* **Work task**: Which lines have the string "flag"? Copy all of them from the entries below.

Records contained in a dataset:
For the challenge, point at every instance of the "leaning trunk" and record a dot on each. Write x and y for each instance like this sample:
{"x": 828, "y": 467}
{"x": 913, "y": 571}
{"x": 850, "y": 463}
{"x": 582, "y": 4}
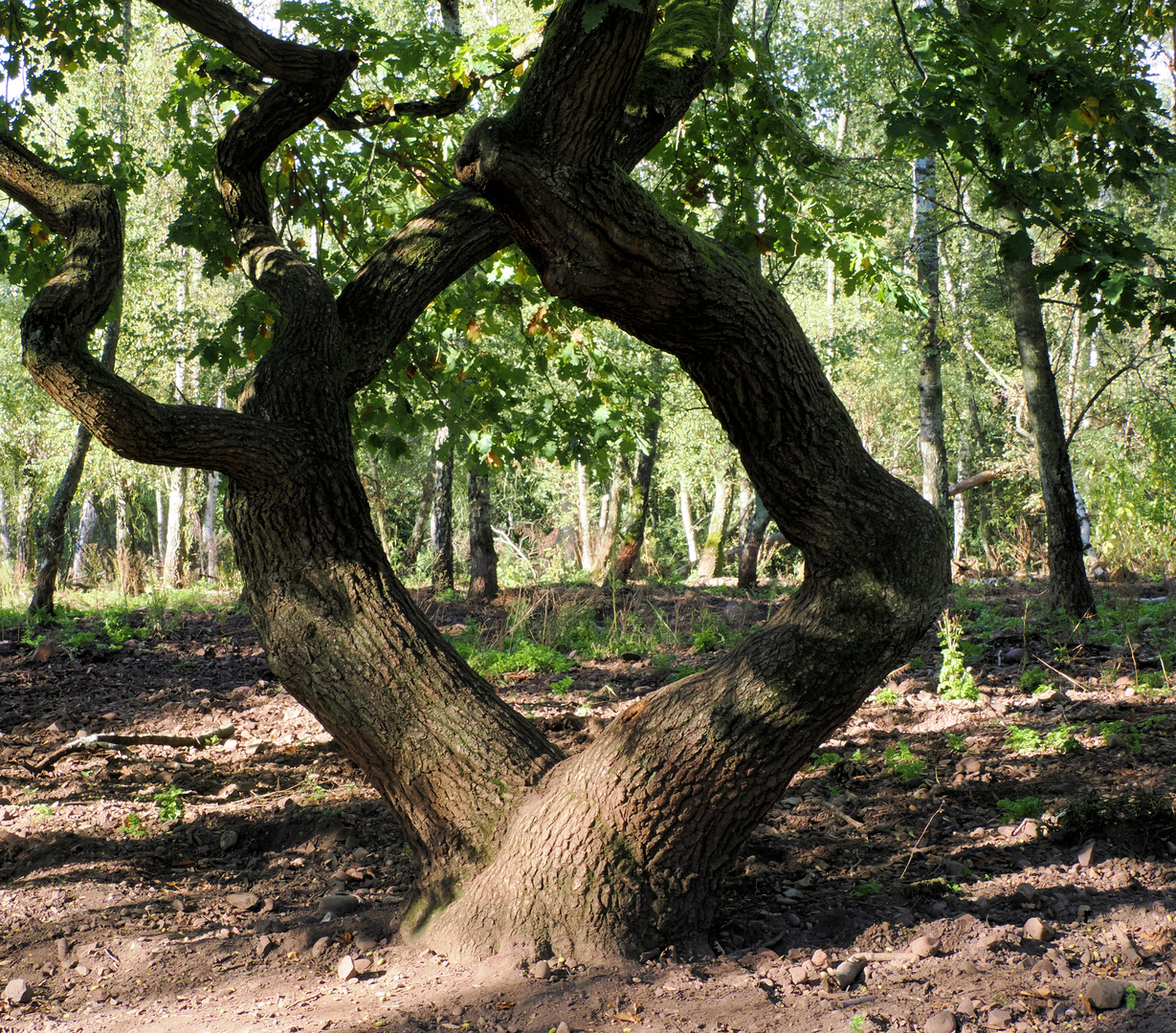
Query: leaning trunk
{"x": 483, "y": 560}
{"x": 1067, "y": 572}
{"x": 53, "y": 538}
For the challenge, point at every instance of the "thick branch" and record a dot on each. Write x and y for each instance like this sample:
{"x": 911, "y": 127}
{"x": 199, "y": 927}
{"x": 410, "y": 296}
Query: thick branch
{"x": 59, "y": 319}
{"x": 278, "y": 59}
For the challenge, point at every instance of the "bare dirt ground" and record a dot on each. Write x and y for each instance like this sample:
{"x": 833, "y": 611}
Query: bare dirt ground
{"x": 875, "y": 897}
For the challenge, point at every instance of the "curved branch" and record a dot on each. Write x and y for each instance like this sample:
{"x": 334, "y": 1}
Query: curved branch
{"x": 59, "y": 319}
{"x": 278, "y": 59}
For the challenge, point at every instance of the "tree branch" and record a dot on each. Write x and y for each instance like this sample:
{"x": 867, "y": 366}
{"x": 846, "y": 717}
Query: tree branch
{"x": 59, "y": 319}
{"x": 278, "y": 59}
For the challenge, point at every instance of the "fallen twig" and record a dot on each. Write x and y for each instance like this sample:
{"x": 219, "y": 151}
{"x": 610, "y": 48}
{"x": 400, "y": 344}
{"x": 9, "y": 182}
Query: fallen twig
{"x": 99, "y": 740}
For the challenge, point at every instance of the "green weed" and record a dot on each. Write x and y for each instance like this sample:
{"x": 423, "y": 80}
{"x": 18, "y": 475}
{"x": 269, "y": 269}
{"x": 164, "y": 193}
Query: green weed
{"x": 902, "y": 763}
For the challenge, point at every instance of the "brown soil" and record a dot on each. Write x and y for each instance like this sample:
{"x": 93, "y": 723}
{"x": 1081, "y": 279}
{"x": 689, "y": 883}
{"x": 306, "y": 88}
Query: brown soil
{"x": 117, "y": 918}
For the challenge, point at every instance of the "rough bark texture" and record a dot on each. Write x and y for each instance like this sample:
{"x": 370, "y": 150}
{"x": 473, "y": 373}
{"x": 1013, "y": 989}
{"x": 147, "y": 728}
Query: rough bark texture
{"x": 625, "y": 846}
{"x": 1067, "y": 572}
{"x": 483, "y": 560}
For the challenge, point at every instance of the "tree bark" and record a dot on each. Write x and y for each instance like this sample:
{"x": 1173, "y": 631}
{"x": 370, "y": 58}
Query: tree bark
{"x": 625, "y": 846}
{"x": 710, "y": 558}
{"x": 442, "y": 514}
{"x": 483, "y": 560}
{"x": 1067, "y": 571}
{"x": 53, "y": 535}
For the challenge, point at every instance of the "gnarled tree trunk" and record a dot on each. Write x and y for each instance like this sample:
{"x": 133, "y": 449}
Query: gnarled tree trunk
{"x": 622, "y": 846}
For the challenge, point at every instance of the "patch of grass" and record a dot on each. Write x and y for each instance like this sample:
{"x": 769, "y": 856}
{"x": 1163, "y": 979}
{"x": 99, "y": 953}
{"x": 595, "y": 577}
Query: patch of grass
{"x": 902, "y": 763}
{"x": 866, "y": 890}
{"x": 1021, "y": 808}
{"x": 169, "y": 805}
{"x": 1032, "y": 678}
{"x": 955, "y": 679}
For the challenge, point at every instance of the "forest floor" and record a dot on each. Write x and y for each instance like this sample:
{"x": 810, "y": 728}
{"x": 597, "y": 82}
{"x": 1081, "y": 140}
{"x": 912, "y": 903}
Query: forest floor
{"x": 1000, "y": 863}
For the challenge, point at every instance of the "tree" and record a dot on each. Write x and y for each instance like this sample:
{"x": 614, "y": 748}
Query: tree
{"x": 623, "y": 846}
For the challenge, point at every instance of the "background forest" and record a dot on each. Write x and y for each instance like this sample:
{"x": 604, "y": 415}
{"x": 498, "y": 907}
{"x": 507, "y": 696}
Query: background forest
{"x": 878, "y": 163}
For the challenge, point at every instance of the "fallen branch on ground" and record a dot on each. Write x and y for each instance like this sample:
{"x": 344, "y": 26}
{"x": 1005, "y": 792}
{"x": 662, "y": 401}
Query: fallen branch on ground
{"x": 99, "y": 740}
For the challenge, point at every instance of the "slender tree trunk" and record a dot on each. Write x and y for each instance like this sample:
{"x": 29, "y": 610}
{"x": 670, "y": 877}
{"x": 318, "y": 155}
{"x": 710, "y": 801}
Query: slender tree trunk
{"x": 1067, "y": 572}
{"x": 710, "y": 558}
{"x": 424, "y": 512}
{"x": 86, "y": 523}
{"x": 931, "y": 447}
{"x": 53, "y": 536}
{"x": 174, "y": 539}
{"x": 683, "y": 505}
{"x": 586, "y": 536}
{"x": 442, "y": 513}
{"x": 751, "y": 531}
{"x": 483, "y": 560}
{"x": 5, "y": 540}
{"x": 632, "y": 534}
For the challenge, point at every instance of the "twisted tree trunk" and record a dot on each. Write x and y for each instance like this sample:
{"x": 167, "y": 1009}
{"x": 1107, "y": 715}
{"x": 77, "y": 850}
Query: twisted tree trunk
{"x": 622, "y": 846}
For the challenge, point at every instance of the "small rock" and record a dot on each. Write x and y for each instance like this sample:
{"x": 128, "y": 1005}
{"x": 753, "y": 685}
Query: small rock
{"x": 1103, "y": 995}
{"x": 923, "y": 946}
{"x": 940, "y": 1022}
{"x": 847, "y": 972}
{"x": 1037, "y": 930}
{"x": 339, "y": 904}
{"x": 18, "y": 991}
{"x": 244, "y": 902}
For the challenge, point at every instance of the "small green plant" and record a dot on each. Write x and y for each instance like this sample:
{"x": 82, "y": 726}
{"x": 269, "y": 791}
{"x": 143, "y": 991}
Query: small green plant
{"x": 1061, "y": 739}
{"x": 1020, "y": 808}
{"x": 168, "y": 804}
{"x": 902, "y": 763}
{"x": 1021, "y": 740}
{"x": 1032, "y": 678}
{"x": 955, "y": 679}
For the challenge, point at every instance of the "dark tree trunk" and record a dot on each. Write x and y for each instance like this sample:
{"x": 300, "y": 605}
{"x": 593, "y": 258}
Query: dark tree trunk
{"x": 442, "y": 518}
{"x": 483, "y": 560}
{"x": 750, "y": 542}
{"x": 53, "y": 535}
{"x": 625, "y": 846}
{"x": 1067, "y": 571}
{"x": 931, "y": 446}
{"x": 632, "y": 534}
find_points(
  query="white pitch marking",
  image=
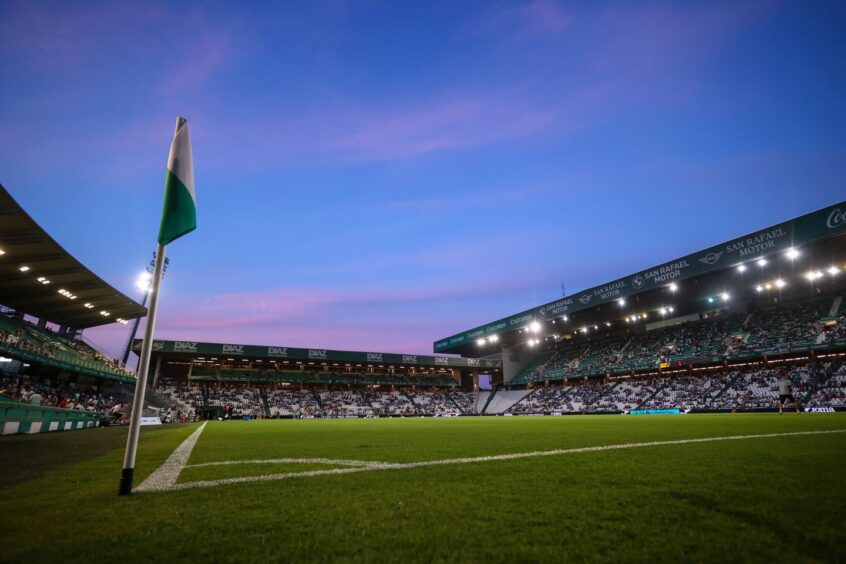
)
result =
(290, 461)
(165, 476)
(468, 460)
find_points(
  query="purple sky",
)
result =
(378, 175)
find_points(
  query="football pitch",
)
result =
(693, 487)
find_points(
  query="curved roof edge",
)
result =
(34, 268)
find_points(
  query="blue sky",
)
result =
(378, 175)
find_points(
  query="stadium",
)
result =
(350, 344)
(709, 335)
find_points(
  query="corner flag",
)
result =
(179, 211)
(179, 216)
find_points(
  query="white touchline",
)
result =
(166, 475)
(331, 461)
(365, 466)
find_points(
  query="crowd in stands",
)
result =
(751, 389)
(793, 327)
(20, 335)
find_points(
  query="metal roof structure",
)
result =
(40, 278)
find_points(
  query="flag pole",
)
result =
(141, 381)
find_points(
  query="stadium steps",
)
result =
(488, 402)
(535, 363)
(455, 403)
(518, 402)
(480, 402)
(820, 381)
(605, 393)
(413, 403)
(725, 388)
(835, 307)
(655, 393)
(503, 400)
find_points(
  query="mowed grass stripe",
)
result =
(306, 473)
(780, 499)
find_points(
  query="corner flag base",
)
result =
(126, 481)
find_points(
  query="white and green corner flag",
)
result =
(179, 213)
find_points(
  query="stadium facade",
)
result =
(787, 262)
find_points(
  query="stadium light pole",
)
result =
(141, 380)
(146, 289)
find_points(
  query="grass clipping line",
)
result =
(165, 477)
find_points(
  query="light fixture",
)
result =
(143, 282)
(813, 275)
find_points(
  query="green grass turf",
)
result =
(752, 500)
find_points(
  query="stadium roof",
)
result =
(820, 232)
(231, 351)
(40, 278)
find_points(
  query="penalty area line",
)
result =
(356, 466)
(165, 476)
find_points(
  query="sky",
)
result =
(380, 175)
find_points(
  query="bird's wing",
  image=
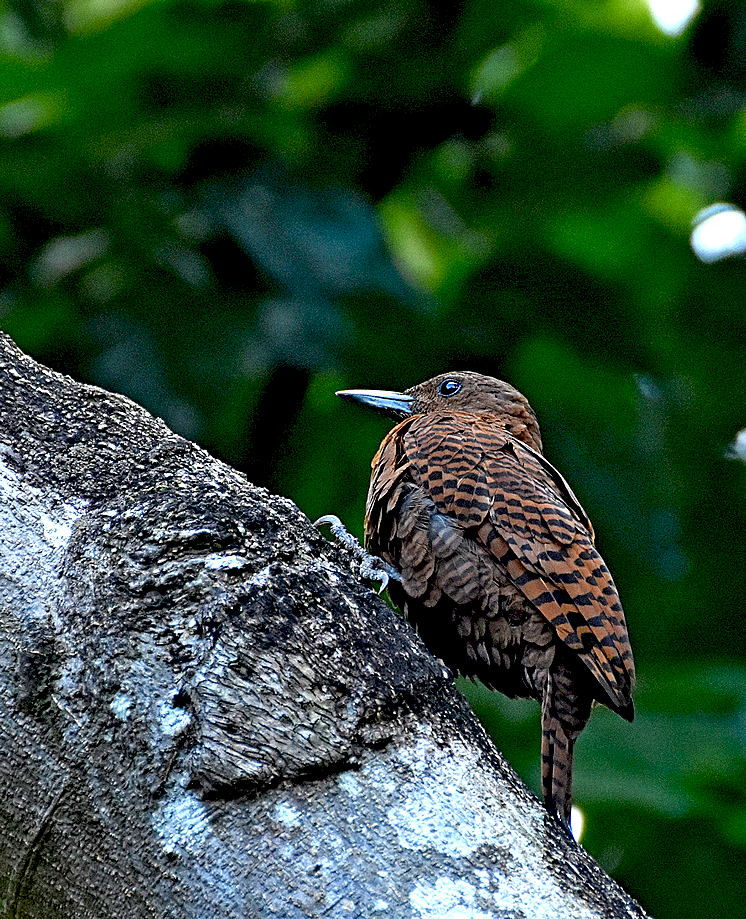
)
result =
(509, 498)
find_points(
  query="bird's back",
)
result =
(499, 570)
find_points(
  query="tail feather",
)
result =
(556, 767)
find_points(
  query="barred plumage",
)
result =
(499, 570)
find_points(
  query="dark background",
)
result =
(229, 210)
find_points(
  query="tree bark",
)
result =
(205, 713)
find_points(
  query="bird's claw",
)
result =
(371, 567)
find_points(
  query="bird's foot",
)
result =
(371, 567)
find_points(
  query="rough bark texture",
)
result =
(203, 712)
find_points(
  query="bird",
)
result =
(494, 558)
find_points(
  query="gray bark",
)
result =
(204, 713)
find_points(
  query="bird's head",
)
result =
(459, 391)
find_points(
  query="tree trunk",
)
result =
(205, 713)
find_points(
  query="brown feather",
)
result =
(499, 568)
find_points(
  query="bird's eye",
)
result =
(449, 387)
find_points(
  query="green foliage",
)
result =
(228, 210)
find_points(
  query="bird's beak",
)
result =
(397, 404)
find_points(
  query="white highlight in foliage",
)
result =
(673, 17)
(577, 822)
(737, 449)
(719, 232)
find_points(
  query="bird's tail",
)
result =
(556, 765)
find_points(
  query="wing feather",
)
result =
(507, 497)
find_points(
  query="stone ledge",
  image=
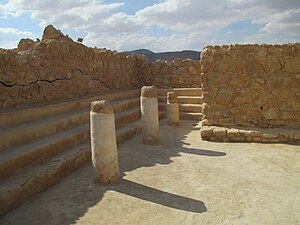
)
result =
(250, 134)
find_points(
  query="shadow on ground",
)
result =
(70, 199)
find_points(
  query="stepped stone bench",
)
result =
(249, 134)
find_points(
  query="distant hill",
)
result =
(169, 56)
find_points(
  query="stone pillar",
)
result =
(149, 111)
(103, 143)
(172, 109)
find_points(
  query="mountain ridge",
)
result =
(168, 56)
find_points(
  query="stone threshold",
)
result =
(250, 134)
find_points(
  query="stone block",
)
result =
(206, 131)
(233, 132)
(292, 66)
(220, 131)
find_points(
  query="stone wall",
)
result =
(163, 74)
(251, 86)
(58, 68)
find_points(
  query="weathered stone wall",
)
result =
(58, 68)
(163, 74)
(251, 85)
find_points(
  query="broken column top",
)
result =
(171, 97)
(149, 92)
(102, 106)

* **Solution to this problem**:
  query="corner flag",
  query="flag pole",
  query="corner flag base",
  query="white and green corner flag",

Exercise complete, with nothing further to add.